● **WHAT YOU WILL DO**:
Only one stretch of the data below is needed. Output the lines from the one with "# test: pointer marks one dot per instance of the red" up to and including the one with "# test: pointer marks one dot per instance of the beaded", exactly as they stand.

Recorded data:
————
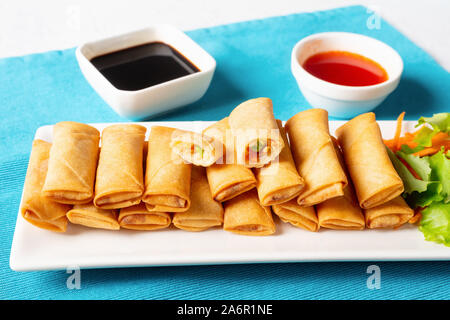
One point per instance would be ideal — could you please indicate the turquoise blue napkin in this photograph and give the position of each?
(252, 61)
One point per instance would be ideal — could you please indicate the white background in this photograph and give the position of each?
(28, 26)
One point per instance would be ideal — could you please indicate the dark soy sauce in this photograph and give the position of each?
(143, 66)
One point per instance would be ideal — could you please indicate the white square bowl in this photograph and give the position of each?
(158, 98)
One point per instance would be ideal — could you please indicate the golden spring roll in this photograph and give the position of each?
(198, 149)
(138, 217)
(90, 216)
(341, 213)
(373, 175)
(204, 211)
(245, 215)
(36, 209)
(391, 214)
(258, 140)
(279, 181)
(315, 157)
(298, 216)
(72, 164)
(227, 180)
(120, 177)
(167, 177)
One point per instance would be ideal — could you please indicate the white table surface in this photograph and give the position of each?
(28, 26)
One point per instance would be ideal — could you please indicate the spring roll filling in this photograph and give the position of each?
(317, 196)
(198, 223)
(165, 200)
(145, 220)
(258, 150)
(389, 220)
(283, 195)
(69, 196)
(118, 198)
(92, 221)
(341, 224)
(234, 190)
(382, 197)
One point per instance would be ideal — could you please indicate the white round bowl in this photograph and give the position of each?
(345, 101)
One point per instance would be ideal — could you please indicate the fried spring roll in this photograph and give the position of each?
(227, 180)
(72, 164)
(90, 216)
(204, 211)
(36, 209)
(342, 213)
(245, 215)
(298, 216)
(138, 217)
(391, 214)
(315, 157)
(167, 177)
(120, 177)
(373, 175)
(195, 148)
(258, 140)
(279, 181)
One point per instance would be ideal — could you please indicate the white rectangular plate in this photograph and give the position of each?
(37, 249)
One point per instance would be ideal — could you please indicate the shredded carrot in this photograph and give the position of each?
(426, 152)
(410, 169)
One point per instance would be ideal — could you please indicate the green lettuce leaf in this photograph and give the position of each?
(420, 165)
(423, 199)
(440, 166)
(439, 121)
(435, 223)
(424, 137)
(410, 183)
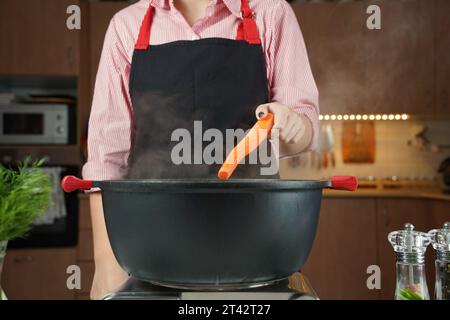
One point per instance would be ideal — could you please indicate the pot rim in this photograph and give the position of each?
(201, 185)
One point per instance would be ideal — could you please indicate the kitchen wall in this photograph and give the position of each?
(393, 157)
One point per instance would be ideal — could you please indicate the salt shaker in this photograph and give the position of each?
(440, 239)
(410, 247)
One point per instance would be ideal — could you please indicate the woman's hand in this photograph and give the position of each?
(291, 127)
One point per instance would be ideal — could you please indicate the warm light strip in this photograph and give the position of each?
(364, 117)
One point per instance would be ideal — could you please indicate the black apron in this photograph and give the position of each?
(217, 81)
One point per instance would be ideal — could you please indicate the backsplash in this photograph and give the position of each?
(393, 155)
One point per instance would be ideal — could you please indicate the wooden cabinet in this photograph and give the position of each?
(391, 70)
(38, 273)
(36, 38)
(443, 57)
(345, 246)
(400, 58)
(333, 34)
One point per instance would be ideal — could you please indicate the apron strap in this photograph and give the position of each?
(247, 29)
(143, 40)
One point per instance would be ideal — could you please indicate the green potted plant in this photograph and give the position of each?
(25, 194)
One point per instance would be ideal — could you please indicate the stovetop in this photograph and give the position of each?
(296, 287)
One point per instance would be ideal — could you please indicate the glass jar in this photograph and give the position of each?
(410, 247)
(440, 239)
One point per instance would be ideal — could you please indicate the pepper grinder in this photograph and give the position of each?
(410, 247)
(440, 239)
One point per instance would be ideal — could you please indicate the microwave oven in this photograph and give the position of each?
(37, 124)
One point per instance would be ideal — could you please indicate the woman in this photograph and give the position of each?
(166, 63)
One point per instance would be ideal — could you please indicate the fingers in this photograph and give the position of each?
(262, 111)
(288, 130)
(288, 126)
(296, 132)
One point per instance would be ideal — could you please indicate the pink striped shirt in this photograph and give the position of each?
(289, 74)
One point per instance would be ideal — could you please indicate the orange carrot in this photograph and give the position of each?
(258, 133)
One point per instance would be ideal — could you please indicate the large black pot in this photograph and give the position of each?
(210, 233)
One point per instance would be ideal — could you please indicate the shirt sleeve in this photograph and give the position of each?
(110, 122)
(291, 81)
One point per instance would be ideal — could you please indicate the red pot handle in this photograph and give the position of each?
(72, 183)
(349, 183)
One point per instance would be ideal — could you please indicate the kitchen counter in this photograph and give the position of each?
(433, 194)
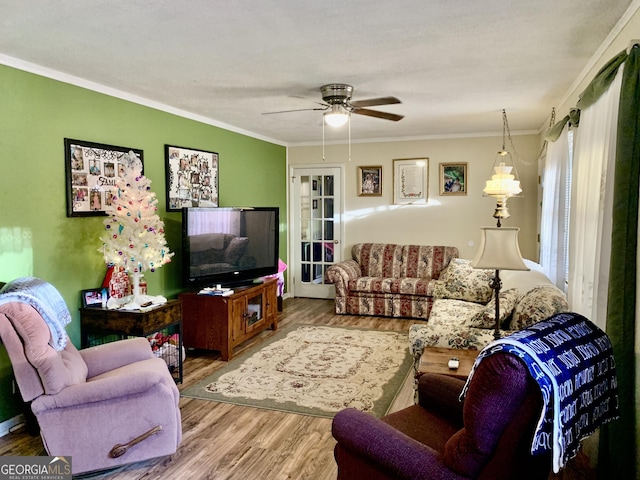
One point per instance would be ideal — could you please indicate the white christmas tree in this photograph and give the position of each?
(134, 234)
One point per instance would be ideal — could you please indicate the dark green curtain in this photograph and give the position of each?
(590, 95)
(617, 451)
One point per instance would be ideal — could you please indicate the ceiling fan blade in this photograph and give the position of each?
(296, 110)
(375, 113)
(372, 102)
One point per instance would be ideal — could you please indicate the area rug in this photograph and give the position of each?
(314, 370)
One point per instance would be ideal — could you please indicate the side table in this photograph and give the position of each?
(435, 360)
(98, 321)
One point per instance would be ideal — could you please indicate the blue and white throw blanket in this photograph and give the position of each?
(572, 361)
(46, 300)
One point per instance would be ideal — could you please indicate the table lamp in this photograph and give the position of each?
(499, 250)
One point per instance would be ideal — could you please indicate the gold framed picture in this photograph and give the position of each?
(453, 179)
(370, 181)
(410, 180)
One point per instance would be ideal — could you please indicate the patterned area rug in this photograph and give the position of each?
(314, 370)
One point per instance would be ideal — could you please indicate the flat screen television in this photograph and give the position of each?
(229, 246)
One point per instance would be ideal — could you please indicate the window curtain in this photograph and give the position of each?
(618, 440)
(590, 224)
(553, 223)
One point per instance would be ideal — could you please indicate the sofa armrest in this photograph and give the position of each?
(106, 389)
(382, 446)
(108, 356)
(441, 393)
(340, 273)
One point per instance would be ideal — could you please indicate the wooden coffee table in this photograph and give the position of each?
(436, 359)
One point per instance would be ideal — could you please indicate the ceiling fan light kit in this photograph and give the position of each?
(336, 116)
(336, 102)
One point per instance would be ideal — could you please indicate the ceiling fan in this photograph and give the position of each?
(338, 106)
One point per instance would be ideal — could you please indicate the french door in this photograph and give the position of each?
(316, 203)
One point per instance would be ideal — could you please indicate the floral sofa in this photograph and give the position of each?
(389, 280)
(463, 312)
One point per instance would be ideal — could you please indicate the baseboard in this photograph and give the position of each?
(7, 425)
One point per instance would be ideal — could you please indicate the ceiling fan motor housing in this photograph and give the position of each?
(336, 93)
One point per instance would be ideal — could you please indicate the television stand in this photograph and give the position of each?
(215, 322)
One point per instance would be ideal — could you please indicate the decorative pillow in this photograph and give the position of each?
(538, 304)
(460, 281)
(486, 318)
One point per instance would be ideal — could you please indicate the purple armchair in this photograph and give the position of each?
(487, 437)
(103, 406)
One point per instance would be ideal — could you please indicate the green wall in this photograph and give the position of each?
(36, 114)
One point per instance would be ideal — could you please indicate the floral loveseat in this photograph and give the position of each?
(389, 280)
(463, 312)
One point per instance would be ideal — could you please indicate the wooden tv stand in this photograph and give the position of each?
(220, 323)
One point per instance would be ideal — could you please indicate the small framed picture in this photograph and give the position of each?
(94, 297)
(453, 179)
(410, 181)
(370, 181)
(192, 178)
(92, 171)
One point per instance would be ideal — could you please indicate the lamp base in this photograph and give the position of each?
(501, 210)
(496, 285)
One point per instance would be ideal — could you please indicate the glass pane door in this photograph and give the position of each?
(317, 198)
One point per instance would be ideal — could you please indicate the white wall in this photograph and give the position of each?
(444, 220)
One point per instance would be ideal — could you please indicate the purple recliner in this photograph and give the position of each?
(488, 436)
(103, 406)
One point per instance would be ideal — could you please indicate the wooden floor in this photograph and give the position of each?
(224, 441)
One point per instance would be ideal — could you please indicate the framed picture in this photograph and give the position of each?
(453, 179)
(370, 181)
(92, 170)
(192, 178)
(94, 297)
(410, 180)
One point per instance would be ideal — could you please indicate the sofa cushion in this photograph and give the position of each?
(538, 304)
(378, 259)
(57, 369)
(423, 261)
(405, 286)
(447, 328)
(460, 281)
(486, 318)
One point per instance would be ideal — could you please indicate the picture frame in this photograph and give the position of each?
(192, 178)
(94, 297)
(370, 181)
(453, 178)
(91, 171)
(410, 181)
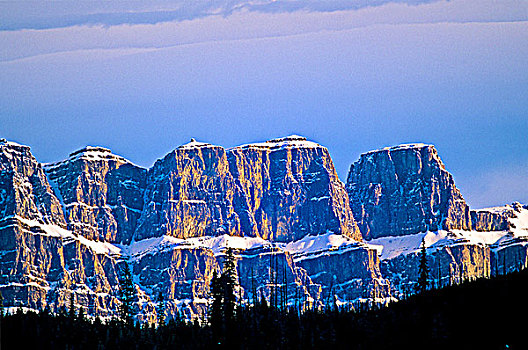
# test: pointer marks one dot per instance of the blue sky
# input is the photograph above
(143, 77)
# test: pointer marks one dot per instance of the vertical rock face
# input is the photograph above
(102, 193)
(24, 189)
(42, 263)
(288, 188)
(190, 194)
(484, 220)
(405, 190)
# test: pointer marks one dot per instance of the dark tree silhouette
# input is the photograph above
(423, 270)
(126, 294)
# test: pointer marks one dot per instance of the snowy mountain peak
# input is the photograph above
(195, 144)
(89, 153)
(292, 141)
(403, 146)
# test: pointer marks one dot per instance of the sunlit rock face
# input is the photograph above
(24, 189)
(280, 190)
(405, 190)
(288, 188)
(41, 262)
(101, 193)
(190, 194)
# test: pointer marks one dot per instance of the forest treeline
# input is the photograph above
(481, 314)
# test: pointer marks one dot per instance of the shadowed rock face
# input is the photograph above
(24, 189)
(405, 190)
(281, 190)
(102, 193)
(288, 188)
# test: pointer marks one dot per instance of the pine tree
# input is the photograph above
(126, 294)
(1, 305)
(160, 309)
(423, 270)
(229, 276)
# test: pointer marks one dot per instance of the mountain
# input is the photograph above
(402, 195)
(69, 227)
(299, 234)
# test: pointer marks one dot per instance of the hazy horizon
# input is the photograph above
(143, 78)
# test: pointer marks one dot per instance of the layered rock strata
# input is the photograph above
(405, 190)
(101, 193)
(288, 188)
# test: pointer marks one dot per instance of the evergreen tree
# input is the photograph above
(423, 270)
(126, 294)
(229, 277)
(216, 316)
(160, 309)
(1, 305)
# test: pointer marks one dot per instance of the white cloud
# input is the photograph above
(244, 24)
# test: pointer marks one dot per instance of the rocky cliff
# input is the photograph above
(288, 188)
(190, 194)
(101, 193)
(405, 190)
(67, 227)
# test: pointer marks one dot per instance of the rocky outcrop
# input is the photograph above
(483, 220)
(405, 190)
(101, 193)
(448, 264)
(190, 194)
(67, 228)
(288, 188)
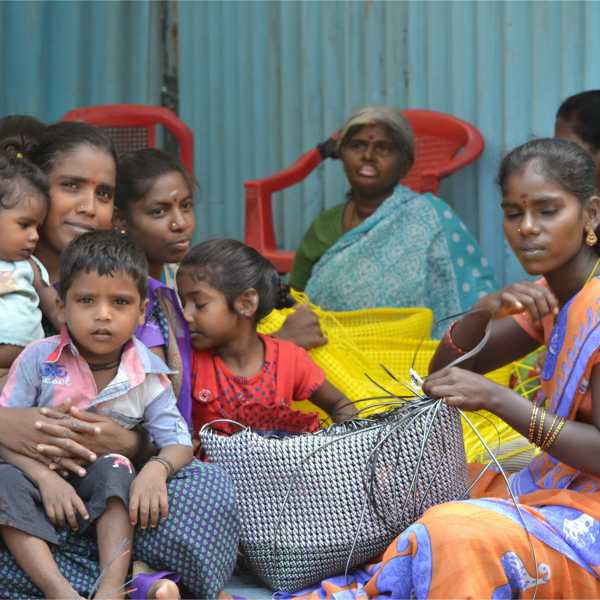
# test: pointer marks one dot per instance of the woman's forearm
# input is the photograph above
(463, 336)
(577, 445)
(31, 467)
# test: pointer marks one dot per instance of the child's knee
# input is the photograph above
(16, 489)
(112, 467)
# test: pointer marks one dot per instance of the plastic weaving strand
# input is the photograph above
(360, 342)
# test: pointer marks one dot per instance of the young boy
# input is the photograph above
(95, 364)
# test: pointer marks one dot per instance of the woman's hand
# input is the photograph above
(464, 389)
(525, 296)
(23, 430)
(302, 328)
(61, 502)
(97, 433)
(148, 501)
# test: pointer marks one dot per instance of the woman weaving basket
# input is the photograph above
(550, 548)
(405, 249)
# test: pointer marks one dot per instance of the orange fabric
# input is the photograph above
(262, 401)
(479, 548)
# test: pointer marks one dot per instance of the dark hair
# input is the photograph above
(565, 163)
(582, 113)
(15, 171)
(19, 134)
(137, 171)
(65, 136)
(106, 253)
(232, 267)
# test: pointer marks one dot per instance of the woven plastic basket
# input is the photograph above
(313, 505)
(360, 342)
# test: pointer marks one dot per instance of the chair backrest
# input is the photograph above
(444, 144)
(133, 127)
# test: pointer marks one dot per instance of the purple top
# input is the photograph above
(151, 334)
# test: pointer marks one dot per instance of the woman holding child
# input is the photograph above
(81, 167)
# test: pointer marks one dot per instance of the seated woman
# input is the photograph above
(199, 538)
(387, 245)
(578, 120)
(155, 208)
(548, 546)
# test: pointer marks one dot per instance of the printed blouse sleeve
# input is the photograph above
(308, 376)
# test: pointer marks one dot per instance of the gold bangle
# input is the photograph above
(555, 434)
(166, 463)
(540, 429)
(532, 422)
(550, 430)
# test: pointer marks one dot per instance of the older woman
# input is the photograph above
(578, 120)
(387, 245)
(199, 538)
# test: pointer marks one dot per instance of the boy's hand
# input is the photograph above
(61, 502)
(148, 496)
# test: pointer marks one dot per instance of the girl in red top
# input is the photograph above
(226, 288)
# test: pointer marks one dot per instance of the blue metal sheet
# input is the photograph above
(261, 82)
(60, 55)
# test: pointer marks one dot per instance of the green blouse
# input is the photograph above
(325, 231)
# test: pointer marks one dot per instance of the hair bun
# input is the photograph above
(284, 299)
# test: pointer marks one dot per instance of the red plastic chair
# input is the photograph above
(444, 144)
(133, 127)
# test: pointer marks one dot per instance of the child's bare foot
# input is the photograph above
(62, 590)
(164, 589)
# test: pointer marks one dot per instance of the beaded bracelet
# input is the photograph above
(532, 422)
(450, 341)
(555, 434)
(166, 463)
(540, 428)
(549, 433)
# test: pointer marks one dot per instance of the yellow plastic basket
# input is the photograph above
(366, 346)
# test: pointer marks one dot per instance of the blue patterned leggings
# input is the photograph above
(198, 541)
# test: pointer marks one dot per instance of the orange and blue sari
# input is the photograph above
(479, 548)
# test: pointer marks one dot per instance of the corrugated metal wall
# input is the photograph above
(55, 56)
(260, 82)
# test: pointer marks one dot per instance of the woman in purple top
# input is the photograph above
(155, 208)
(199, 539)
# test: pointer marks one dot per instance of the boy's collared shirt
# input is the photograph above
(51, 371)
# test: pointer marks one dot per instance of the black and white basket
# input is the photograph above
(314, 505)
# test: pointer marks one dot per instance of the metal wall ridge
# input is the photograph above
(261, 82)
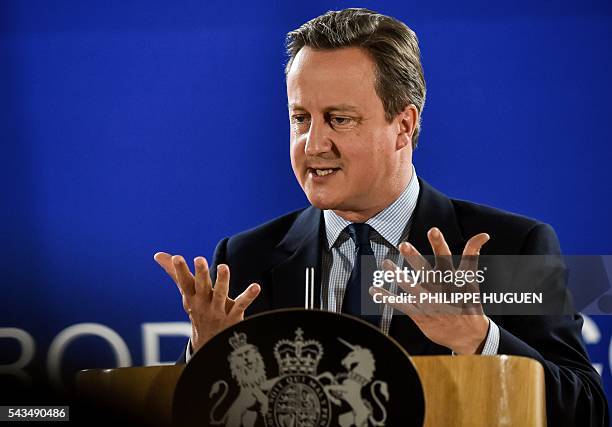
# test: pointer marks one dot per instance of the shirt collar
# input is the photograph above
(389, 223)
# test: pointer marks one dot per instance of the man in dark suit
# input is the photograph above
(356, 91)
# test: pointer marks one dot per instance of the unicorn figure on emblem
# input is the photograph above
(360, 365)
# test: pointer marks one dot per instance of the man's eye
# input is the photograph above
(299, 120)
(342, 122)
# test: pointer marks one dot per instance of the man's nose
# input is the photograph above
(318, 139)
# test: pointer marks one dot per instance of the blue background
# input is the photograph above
————
● **WRITTEN RESPONSE**:
# test: pointer marks one dot per instance of the red plastic chair
# input is the photograph above
(444, 144)
(133, 127)
# test: pointer marks one dot per instance of the child's bare foot
# input is the photograph above
(62, 590)
(164, 589)
# test: pointer marks one dot per instance of the beaded bracelet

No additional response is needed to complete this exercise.